Retype only the lines from the top of the records to the line with "479, row 331", including that line but none of the pictures.

» **Provided data**:
= Beginning of Section =
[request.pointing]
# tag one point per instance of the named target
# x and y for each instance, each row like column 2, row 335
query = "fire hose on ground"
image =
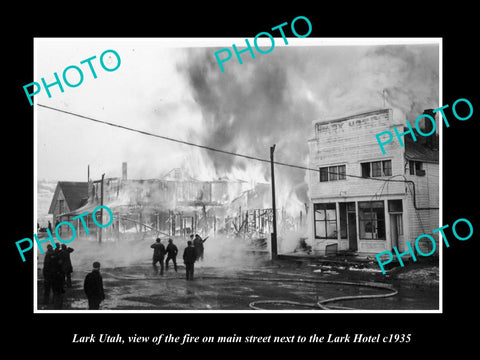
column 319, row 304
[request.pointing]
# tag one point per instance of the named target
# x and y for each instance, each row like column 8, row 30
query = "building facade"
column 365, row 202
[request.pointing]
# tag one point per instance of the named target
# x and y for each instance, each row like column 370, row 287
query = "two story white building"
column 363, row 201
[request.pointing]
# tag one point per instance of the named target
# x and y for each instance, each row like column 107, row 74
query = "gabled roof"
column 75, row 193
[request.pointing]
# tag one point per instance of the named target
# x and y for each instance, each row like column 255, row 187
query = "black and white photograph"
column 187, row 183
column 217, row 181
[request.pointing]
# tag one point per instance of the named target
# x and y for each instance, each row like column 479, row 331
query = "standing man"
column 189, row 258
column 66, row 264
column 57, row 280
column 172, row 252
column 93, row 287
column 198, row 244
column 158, row 255
column 48, row 273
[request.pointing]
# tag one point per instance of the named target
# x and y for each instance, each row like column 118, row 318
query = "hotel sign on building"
column 363, row 201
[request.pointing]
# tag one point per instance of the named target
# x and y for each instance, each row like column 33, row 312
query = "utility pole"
column 101, row 209
column 274, row 234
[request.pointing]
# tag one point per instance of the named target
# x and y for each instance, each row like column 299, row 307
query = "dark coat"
column 65, row 260
column 158, row 250
column 189, row 255
column 50, row 264
column 93, row 285
column 172, row 250
column 198, row 243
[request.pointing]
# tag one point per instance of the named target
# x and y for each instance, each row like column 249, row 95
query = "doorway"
column 352, row 226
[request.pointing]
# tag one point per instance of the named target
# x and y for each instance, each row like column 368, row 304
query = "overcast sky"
column 175, row 88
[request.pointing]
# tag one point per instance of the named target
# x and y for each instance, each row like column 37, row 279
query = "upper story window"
column 61, row 206
column 332, row 173
column 416, row 168
column 377, row 168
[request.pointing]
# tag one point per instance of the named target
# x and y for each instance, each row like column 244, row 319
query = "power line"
column 209, row 147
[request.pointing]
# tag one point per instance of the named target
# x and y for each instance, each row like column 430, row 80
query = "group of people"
column 193, row 252
column 57, row 271
column 57, row 274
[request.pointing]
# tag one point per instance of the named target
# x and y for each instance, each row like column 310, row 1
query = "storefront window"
column 325, row 221
column 372, row 220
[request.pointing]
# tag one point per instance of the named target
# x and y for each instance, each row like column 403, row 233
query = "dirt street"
column 136, row 287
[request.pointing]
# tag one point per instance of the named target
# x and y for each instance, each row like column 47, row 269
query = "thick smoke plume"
column 274, row 98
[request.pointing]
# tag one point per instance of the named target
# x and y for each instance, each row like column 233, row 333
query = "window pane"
column 399, row 224
column 387, row 167
column 372, row 220
column 365, row 169
column 343, row 220
column 333, row 173
column 331, row 229
column 320, row 229
column 331, row 214
column 364, row 204
column 341, row 172
column 376, row 168
column 323, row 174
column 319, row 214
column 395, row 206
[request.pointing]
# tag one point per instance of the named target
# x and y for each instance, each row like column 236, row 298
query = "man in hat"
column 93, row 287
column 172, row 252
column 158, row 255
column 66, row 264
column 189, row 258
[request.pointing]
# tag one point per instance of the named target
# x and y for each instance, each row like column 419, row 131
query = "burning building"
column 174, row 205
column 365, row 202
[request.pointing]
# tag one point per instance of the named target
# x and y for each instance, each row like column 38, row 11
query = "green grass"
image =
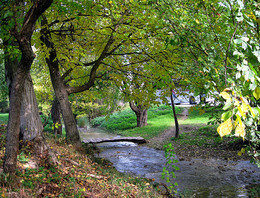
column 124, row 122
column 3, row 118
column 159, row 119
column 203, row 137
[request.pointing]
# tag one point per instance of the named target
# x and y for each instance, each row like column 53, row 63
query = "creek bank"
column 200, row 177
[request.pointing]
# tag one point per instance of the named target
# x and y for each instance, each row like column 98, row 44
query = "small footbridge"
column 138, row 140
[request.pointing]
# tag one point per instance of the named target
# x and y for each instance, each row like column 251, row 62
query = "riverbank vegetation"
column 59, row 58
column 197, row 138
column 78, row 174
column 124, row 122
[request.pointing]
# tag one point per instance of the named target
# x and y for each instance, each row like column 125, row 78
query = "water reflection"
column 202, row 178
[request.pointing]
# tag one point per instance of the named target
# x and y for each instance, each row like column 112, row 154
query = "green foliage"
column 242, row 110
column 118, row 121
column 47, row 121
column 83, row 121
column 3, row 89
column 126, row 119
column 124, row 122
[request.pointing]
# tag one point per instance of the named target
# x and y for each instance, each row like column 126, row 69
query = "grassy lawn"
column 3, row 118
column 159, row 119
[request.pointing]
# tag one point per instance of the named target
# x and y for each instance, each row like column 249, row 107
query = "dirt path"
column 188, row 151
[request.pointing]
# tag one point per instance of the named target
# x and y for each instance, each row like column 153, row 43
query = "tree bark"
column 55, row 116
column 31, row 125
column 72, row 133
column 177, row 130
column 17, row 87
column 141, row 114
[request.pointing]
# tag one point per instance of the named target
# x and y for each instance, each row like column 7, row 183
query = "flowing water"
column 197, row 177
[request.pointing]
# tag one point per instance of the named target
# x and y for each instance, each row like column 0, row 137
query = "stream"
column 197, row 177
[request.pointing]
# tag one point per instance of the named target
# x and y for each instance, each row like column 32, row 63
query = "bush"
column 126, row 119
column 97, row 121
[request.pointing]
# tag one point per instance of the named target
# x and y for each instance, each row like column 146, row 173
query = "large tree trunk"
column 31, row 125
column 141, row 114
column 72, row 133
column 55, row 116
column 177, row 130
column 23, row 69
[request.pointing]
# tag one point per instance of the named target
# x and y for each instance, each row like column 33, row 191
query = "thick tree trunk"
column 55, row 116
column 23, row 69
column 72, row 133
column 31, row 125
column 141, row 114
column 13, row 128
column 177, row 130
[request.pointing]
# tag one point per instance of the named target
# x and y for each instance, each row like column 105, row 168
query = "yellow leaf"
column 225, row 128
column 251, row 111
column 240, row 131
column 236, row 102
column 225, row 95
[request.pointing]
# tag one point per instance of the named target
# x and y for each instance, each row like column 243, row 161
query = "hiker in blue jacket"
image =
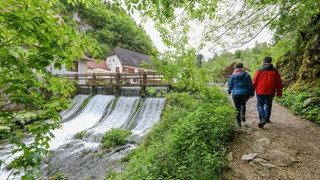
column 240, row 84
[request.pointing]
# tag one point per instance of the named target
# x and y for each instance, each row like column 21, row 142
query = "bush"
column 294, row 101
column 190, row 142
column 115, row 137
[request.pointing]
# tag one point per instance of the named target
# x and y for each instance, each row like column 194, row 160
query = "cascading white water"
column 148, row 114
column 93, row 120
column 76, row 104
column 119, row 115
column 89, row 117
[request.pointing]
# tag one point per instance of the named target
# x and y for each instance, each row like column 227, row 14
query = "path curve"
column 286, row 148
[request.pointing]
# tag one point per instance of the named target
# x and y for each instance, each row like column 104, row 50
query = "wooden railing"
column 117, row 80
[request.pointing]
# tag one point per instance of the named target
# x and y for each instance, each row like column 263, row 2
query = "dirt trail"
column 286, row 148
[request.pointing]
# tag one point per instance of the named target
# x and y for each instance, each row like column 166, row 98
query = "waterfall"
column 76, row 104
column 89, row 117
column 119, row 115
column 83, row 159
column 148, row 114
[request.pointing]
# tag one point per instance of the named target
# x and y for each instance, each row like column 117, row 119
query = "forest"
column 191, row 140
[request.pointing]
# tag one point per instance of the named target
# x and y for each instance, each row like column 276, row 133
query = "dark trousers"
column 264, row 106
column 240, row 102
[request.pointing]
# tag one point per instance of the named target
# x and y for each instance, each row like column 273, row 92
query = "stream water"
column 83, row 158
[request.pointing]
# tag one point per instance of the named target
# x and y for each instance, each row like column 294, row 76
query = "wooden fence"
column 117, row 80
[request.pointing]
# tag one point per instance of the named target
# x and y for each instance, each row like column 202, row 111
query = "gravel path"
column 286, row 148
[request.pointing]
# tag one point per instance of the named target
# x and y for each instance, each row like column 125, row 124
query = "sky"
column 264, row 36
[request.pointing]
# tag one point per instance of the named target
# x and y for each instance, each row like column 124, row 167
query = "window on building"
column 75, row 67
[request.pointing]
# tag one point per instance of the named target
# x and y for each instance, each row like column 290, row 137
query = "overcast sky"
column 265, row 36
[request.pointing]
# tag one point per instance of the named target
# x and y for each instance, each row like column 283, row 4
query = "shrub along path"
column 286, row 148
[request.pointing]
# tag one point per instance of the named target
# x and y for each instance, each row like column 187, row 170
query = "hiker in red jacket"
column 267, row 83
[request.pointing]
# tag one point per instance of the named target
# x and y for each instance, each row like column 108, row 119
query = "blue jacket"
column 240, row 83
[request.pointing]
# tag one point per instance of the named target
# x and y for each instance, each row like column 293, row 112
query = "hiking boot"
column 262, row 123
column 239, row 124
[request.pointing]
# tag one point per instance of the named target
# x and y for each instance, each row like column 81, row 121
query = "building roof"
column 227, row 72
column 130, row 58
column 93, row 64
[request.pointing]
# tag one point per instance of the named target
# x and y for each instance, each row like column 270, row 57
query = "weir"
column 99, row 115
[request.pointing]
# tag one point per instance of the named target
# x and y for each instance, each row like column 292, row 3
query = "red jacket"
column 267, row 81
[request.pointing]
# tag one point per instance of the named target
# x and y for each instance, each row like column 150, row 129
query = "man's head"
column 267, row 59
column 238, row 65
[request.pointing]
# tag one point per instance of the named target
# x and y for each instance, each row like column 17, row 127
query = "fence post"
column 76, row 82
column 144, row 85
column 93, row 83
column 118, row 84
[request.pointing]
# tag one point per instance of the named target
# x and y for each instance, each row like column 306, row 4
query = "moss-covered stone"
column 301, row 69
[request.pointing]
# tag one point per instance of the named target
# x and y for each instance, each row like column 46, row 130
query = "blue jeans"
column 240, row 102
column 264, row 106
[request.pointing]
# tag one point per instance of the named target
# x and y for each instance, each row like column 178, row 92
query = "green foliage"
column 114, row 137
column 189, row 143
column 111, row 26
column 295, row 102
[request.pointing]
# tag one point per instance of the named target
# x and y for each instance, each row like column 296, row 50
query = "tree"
column 228, row 24
column 33, row 36
column 111, row 26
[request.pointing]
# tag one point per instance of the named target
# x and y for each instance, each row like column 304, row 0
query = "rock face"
column 303, row 66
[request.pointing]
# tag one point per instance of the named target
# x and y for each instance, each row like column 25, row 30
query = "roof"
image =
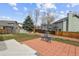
column 7, row 23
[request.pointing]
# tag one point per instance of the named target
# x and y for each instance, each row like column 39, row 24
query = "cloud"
column 5, row 18
column 62, row 12
column 68, row 5
column 49, row 5
column 15, row 8
column 74, row 4
column 46, row 5
column 12, row 4
column 25, row 8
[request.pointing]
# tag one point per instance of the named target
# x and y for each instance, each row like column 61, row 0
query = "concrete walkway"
column 14, row 48
column 53, row 49
column 55, row 36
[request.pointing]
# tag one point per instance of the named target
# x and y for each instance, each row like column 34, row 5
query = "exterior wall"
column 73, row 25
column 64, row 25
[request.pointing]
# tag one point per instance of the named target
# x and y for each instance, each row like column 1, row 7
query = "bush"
column 1, row 38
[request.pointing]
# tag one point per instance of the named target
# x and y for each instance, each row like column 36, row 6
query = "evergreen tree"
column 28, row 24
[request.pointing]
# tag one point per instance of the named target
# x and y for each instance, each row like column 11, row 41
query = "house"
column 8, row 26
column 68, row 24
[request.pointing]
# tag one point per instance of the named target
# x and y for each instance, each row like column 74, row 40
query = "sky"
column 18, row 11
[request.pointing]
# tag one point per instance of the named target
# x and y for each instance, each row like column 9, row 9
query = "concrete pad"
column 14, row 48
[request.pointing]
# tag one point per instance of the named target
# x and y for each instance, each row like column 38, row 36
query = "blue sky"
column 18, row 11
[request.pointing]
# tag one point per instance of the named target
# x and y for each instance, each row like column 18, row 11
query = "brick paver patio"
column 52, row 49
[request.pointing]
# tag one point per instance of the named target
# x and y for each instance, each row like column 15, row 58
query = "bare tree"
column 36, row 17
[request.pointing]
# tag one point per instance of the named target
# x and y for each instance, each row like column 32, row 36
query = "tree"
column 28, row 24
column 36, row 19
= End of Section =
» **Solution to this exercise**:
[request.pointing]
# tag one point per instance of the named target
# x and y for each instance, each row like column 2, row 335
query = "fire hose on ground"
image =
column 319, row 304
[request.pointing]
# tag one point per instance of the named target
# x and y for each instance, each row like column 8, row 30
query = "building facade"
column 365, row 202
[request.pointing]
# tag one point per instance of the named target
# x and y for each instance, each row like column 370, row 287
query = "two story white building"
column 363, row 201
[request.pointing]
# tag one point per instance of the named target
# x and y for each instance, each row like column 107, row 74
query = "gabled roof"
column 75, row 193
[request.pointing]
# tag one point per instance of the named target
# x and y for each instance, each row like column 255, row 187
query = "black and white photograph"
column 187, row 183
column 217, row 181
[request.pointing]
# tag one point per instance of the named target
# x and y for each instance, each row like column 479, row 331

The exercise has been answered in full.